# Problem requirements
Where the listing below has a line containing "Could you please annotate the bird's underside", output that line and all lines after it, verbatim, and no others.

Record excerpts below:

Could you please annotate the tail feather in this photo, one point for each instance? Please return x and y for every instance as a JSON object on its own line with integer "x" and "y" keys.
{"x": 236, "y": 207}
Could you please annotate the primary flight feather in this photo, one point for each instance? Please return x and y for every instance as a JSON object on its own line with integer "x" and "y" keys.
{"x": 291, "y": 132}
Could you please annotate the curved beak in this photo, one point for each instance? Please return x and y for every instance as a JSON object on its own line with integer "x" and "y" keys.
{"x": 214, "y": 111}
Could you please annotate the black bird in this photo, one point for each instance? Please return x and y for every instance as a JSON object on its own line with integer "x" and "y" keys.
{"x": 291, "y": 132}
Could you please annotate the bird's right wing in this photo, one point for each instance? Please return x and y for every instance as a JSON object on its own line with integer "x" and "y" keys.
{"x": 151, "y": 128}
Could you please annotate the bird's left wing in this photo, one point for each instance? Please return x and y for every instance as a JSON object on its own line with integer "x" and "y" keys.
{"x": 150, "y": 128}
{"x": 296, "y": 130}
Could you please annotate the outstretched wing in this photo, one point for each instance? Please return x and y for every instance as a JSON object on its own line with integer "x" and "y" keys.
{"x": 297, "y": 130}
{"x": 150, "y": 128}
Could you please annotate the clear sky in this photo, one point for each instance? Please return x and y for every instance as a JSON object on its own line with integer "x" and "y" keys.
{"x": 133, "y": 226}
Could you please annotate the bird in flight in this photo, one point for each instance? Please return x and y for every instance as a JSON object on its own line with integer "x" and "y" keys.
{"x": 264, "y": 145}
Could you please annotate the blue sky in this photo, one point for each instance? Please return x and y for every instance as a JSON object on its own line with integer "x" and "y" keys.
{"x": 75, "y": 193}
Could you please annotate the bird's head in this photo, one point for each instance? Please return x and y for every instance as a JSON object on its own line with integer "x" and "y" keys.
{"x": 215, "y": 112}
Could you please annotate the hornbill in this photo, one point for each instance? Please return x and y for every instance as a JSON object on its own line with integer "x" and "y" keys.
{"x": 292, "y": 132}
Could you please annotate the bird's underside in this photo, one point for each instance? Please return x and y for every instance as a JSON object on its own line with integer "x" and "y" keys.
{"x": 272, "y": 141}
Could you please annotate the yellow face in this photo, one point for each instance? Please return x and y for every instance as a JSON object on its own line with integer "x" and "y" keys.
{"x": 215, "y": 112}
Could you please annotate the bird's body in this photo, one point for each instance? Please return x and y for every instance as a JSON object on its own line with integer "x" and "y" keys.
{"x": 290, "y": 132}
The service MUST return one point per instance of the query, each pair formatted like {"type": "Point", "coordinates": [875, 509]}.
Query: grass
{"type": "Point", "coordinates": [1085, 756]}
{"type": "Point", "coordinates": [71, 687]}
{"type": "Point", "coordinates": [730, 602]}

End of Record excerpts.

# Response
Could you please annotate the bird's underside in this photo, one point for each instance? Please return x and y for every instance as a JSON object on its own line with integer "x" and "y" keys.
{"x": 272, "y": 141}
Could you please annotate the yellow face in this photo, one point for each instance? Please return x and y for every instance as a JSON object on its own line with integer "x" and "y" keys.
{"x": 215, "y": 112}
Could you please annotate the bird's body in this photo, one point for each instance? Please return x and y for every instance as a JSON object on its own line with integer "x" and "y" keys.
{"x": 290, "y": 132}
The service MUST return one point per instance of the query, each pair formatted like {"type": "Point", "coordinates": [875, 509]}.
Query: grass
{"type": "Point", "coordinates": [1085, 756]}
{"type": "Point", "coordinates": [71, 687]}
{"type": "Point", "coordinates": [730, 602]}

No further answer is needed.